Provided passage:
════════════════

The new counterculture history coalition

Founded in 2022, The Counterculture History Coalition (CHC) is dedicated to preserving and presenting the histories of the long-Sixties counterculture by making our collections of interviews, documents, posters, books, photographs, videos, ephemera, available to the public. We include academics, archivists, artists, media producers and community activists.

Our primary geographical focus is from Eugene, OR to the San Francisco Bay Area, CA, but includes scholars in Europe and Australia.

WHO WE ARE


Back-to-the-Land (BTL) Project (Weaverville, Trinity County, CA) – The back-to-the-land project is an independent research project born in 2018 from the meeting of Brian Hill, a.b.d. Cultural Anthropologist from the New York School for Social Research and a founding member of the BTL movement in Northern California-Southern Oregon, and Paolo Stuppia, PhD in Political Science, associate researcher at CESSP (University Paris 1-CNRS) who worked for more than 15 years with southern France back-to-the-landers. The main goal of the project is to collect a data base of stories told by the people who created and experienced the BTL movement since the 1960s in the West Coast. They call this collaborative effort a “collective ethnography”. It also includes a comparison with European BTL movements. Brian Hill and Paolo Stuppia are among the original founders of the CHC. TwitterFacebook page.  Instagram


HAPA (Eureka, Humboldt County, CA) – The Humboldt Area Peoples Archive was founded in early November 2016 by retired Humboldt State University archivist Edith Butler and artist Scott Holmquist, at Holmquist’s urging. Holmquist soon recruited Southern Humboldt community leader Douglas Fir, geographer Dr. Dominic Corva and Northern Humboldt activist Richard Salzman. It became a 501(c)(3) nonprofit in late 2017. Their mission is to collect and conserve documents for public use related to activism, business, and art for social justice, peace, and the environment, as well as histories of counterculturists, back-to-the-landers, and cannabis growers’ lives in and around Humboldt, Trinity and Mendocino, California counties, with an emphasis on the late 1960s to present. Scott Holmquist and Edie Butler are among the original founders of the CHC. You can visit HAPA Website by clicking here. Facebook page. Instagram.

════════════════

[Collection entries]
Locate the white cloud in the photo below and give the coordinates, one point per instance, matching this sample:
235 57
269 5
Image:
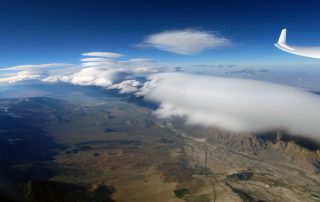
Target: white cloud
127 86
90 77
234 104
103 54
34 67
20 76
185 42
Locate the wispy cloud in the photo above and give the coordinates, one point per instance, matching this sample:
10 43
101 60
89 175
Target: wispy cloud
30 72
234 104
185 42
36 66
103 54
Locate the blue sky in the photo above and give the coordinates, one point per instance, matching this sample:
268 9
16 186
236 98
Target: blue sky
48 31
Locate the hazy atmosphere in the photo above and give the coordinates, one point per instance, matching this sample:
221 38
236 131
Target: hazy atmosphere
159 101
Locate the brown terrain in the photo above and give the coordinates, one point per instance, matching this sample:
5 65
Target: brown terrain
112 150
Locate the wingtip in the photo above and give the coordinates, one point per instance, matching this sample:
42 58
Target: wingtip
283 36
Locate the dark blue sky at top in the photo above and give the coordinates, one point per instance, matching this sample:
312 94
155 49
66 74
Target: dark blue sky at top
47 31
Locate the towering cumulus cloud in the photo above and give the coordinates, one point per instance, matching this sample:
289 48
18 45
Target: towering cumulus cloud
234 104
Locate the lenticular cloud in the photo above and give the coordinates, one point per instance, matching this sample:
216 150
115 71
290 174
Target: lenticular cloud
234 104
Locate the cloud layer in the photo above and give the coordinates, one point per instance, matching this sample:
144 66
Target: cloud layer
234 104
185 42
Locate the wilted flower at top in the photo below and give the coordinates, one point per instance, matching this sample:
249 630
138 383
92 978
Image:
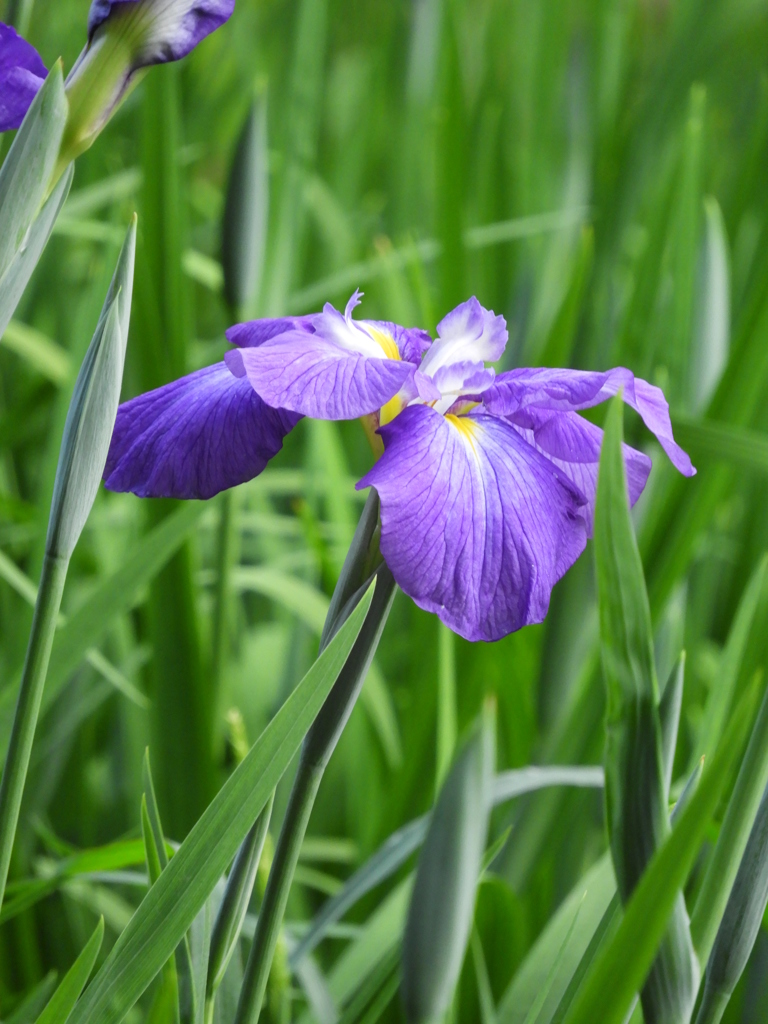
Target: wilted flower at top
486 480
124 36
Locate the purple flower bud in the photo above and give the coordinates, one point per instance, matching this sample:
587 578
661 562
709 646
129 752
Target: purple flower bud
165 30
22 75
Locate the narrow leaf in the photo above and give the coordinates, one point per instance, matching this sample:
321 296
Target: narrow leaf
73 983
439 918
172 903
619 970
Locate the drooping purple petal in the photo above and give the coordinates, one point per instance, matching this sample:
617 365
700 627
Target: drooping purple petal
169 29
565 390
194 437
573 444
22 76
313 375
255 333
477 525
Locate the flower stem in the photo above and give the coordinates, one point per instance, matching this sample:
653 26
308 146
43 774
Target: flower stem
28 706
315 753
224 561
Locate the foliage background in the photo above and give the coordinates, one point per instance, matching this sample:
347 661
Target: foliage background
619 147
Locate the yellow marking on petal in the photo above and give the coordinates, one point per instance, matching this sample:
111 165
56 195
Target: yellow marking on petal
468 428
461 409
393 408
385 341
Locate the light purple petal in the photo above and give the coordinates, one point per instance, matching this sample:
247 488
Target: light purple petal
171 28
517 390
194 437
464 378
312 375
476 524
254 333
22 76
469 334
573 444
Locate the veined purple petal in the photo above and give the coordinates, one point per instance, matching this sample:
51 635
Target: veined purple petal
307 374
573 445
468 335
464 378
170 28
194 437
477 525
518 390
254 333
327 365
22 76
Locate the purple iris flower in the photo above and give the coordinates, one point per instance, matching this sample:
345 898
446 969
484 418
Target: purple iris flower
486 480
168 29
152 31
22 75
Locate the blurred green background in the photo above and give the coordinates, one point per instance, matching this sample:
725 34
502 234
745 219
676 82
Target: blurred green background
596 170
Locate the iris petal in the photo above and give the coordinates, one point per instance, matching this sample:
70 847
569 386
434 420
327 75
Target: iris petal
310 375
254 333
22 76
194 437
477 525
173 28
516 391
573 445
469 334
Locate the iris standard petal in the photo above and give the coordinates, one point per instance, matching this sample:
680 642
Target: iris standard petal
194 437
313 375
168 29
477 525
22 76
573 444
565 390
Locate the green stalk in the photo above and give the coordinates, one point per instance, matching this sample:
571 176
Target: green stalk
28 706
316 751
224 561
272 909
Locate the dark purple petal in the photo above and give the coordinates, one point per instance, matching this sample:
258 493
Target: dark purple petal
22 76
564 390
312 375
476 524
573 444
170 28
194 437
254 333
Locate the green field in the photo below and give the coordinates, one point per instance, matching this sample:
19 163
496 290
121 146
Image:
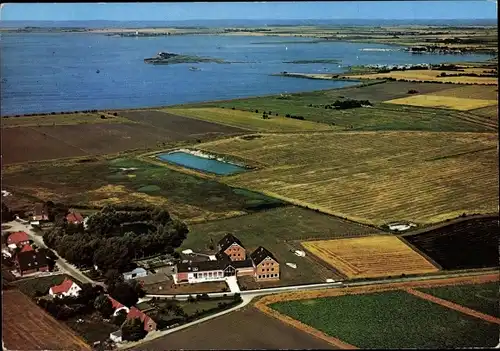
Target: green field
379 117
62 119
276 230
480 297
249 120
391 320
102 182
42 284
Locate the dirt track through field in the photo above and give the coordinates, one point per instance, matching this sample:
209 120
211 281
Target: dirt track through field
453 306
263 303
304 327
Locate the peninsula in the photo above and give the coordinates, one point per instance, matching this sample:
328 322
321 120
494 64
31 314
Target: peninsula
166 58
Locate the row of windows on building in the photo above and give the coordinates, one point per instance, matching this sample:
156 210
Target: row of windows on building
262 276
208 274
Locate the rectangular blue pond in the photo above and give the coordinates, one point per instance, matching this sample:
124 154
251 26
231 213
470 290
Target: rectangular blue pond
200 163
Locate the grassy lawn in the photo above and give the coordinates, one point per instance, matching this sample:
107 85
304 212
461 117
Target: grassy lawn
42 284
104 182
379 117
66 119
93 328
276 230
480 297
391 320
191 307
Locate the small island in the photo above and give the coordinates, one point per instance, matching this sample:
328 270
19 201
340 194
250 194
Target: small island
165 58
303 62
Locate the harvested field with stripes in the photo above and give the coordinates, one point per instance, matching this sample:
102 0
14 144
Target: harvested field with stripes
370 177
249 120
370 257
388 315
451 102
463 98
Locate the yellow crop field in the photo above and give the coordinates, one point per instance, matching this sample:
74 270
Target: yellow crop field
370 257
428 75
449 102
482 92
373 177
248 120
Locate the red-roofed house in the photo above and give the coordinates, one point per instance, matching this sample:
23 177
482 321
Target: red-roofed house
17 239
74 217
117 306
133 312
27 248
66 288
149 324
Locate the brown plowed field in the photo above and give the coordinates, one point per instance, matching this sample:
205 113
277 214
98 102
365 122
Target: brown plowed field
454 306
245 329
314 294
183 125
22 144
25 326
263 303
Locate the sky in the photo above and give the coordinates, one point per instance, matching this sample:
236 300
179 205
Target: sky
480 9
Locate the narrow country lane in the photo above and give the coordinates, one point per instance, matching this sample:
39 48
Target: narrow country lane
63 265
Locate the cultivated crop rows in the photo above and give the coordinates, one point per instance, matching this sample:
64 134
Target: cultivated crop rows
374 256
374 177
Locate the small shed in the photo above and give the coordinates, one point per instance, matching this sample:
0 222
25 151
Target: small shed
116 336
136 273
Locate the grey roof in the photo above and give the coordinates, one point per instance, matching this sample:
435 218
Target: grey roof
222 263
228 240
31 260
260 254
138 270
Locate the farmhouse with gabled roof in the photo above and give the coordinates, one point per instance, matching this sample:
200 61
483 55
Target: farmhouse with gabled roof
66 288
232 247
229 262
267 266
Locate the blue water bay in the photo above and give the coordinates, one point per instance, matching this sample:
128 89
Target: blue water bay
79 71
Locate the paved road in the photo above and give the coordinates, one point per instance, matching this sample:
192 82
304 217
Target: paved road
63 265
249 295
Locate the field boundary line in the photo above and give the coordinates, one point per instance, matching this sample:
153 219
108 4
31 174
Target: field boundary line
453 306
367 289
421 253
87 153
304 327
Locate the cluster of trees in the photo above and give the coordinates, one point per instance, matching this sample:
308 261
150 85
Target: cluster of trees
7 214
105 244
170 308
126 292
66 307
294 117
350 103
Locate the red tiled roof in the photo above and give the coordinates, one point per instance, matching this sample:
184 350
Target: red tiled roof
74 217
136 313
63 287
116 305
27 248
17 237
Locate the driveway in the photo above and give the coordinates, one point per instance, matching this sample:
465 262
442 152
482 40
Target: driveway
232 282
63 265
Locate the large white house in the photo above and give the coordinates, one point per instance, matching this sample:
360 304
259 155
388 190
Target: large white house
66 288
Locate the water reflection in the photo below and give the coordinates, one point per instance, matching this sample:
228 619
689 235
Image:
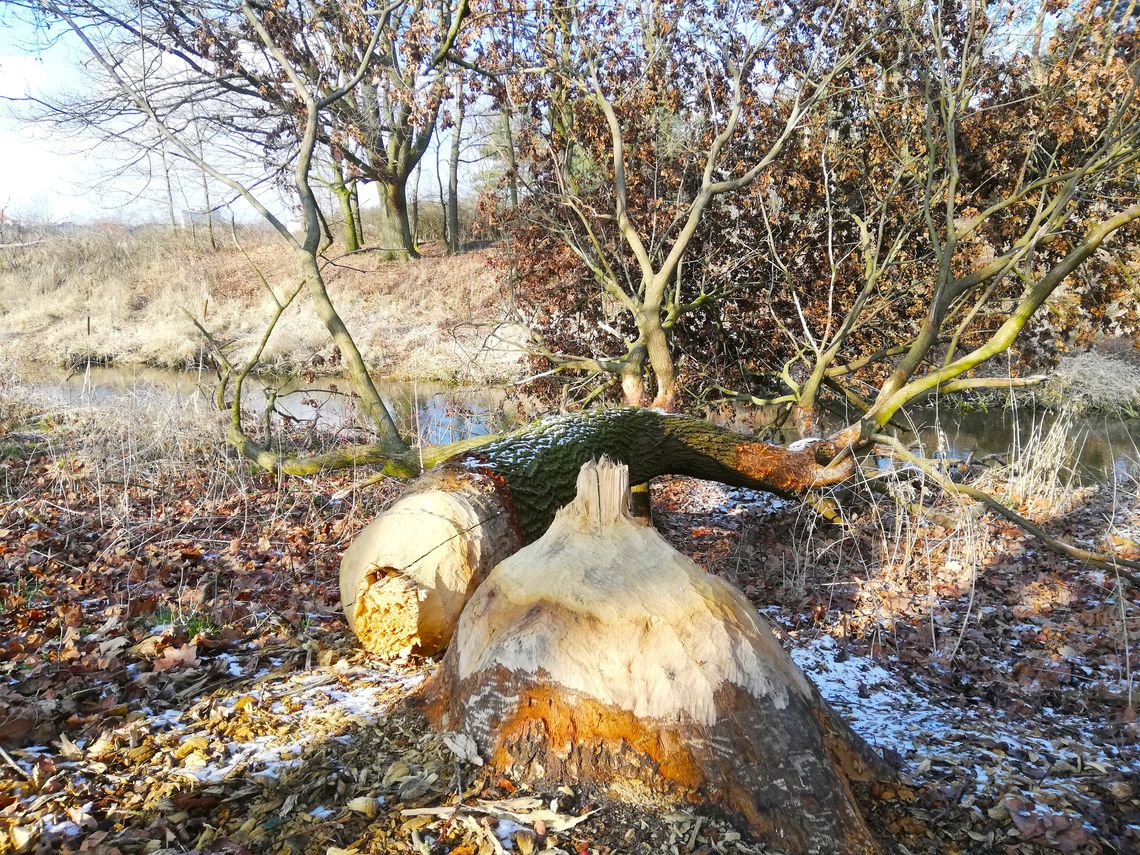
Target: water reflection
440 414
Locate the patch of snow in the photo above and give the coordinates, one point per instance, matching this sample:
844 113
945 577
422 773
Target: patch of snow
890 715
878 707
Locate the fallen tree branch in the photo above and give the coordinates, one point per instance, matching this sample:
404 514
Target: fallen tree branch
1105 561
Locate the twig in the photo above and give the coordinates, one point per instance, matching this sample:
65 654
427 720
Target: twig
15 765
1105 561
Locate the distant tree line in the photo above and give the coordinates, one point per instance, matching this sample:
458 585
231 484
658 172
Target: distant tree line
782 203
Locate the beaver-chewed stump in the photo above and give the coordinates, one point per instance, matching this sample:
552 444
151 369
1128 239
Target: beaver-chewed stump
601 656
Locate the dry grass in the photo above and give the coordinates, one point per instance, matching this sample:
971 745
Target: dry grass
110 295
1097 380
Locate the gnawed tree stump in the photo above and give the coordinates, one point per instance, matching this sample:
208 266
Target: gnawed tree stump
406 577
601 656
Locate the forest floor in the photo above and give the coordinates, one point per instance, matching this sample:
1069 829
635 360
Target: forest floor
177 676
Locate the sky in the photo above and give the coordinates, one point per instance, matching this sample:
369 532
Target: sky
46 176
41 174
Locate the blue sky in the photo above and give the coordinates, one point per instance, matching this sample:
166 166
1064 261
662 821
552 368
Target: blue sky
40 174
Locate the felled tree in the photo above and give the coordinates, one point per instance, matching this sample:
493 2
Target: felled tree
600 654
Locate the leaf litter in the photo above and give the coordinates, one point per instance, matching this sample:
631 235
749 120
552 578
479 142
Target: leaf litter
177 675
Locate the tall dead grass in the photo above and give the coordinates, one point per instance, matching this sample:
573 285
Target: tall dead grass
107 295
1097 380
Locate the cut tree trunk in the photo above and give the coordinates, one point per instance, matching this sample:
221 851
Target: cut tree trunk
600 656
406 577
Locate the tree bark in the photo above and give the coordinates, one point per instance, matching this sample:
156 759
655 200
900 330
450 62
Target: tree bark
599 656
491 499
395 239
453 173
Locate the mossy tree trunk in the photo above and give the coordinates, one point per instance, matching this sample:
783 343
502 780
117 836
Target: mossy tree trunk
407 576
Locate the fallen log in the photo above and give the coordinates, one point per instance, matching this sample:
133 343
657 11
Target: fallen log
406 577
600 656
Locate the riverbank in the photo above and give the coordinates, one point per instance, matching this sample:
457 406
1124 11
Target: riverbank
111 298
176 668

════════════════

What is asked:
1. Extract the passage of the counterculture coalition text between "Founded in 2022, The" and "and community activists.", inclusive.
2. Show each line of the records that contains the string "road", treating uppercase and lowercase as different.

Exercise results:
1.
Founded in 2022, The Counterculture History Coalition (CHC) is dedicated to preserving and presenting the histories of the long-Sixties counterculture by making our collections of interviews, documents, posters, books, photographs, videos, ephemera, available to the public. We include academics, archivists, artists, media producers and community activists.

2.
Locate the paved road in the photo above and give the coordinates, one point per instance, matching this sample:
Target: paved road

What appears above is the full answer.